SUPPLIED RECORDS
::::
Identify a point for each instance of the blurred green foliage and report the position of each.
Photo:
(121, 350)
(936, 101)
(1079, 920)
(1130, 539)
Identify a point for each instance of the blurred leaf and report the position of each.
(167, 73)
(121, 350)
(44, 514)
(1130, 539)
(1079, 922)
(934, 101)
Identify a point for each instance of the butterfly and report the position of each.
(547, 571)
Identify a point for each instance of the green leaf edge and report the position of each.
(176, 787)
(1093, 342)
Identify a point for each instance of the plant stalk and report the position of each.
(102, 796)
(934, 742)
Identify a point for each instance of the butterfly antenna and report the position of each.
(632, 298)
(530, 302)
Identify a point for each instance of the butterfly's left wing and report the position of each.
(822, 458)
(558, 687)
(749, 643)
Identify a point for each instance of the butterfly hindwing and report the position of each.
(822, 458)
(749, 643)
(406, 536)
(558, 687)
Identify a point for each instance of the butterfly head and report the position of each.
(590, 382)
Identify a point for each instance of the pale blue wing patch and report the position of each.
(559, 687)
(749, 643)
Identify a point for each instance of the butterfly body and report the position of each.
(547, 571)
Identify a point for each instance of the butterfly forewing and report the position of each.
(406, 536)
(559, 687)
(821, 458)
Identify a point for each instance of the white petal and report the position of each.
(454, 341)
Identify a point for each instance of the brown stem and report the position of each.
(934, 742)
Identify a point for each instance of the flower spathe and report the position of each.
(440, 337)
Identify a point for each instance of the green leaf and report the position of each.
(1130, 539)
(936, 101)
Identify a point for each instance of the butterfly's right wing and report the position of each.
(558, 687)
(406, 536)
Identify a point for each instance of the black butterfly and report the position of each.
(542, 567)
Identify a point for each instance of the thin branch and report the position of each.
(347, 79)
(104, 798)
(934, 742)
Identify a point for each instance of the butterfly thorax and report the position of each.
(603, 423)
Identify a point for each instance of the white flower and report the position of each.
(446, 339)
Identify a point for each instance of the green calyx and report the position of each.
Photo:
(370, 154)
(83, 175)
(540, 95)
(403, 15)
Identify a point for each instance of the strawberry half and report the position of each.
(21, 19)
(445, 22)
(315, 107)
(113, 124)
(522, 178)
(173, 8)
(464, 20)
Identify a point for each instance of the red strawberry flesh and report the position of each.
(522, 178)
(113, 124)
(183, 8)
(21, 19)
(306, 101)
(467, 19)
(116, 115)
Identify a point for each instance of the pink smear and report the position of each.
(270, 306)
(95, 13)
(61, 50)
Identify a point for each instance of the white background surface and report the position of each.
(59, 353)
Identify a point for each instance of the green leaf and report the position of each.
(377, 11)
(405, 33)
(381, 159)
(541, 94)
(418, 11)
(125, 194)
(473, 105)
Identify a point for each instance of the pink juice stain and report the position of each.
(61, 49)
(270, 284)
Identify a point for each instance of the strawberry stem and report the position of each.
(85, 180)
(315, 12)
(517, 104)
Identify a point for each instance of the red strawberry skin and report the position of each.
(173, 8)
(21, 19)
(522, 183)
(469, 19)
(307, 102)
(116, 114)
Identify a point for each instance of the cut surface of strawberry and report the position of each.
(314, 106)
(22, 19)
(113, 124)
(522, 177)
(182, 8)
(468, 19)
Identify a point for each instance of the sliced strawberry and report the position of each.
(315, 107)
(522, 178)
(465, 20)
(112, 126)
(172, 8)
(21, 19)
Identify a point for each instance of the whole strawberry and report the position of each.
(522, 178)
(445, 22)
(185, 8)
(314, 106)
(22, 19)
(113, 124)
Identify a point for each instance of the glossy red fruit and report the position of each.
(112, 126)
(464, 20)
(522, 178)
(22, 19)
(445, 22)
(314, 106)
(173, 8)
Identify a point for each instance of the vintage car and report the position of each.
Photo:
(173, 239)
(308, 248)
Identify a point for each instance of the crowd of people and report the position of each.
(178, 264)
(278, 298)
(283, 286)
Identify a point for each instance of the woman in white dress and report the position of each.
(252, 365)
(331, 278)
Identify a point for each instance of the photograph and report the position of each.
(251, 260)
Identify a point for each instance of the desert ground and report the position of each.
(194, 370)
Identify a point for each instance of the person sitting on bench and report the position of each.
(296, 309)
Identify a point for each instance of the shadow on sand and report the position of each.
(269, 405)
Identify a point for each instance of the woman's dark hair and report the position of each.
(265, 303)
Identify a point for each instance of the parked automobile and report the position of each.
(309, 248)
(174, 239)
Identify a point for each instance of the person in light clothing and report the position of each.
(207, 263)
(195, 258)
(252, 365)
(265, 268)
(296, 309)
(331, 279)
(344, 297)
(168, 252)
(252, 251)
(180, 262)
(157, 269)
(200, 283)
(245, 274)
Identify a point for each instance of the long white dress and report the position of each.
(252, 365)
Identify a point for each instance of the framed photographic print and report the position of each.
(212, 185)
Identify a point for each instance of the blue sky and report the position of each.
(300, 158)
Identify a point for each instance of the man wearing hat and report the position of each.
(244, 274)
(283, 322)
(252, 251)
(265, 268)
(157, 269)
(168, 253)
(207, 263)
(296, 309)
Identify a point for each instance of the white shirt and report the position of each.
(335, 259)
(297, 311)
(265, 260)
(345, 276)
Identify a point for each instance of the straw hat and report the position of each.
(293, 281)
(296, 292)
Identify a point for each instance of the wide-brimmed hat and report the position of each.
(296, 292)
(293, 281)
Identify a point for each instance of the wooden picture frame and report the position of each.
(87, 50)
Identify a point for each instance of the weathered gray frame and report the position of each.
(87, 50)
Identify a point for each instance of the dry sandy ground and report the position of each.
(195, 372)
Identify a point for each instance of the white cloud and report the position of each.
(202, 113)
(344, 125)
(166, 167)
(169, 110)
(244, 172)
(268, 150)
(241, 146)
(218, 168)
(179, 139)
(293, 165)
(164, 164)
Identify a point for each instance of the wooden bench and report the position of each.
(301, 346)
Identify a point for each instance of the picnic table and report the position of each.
::::
EXERCISE INSTRUCTIONS
Starting at the line containing "Identify a point for each instance of the wooden picture" and ending at the final line of the material, reproduce every line, moving each point by adding 148 to both of its coordinates and leaving all other text unchanged.

RESULT OF THIS TASK
Identify a point for each instance of the wooden picture frame and report the position of each.
(235, 198)
Identify a point for each instance of the weathered gray frame and report the position of each.
(235, 198)
Identify a point for each instance of the dry sandy ground and report the position of each.
(343, 520)
Identify a point for each instance of the white cloud and report the position of each.
(350, 261)
(492, 273)
(314, 315)
(317, 258)
(392, 320)
(416, 298)
(389, 294)
(366, 316)
(327, 287)
(441, 313)
(312, 312)
Identify a point for each instance of the wooden bench and report the position of each.
(449, 494)
Identify a point for each instance of the picnic table and report the position of each.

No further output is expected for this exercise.